JOB
Transfer the part of the listing below from the line containing "anther with a bounding region." through the line containing "[987,593,1376,660]", keeping the requests and adding 77 to every number in the bounding box coordinates. Give back only those lines.

RECORDS FOR THIS TASK
+--

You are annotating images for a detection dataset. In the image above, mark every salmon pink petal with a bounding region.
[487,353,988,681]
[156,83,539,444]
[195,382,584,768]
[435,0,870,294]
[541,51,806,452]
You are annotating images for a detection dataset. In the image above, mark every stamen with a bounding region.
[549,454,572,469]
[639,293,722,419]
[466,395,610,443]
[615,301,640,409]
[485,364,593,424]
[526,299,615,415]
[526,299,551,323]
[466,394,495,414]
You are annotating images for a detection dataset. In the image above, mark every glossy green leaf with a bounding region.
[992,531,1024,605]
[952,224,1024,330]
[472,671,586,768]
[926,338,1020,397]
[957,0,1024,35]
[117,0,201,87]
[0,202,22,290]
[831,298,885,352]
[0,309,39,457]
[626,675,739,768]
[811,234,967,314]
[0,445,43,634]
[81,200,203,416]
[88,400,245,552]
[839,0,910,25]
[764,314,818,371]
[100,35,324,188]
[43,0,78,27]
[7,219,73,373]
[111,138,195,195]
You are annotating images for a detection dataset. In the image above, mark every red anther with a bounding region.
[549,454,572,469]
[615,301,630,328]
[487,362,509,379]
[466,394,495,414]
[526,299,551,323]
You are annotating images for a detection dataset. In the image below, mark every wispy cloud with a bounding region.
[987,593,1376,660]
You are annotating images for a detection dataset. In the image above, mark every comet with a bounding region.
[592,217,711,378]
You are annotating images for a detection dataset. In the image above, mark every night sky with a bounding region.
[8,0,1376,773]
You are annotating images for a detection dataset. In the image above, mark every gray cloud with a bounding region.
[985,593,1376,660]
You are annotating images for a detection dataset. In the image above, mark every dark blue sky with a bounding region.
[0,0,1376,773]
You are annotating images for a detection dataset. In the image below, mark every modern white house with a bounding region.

+--

RESPONSE TO THIS EXERCISE
You are annotating images for a detection dataset. In the image above, mark every red anther with a bounding region.
[626,531,649,546]
[692,378,707,405]
[564,439,586,456]
[543,471,572,491]
[603,376,628,400]
You are annotating images for a detection dataset. In the image below, mark every wispy cloud with a bounding region.
[1064,670,1453,737]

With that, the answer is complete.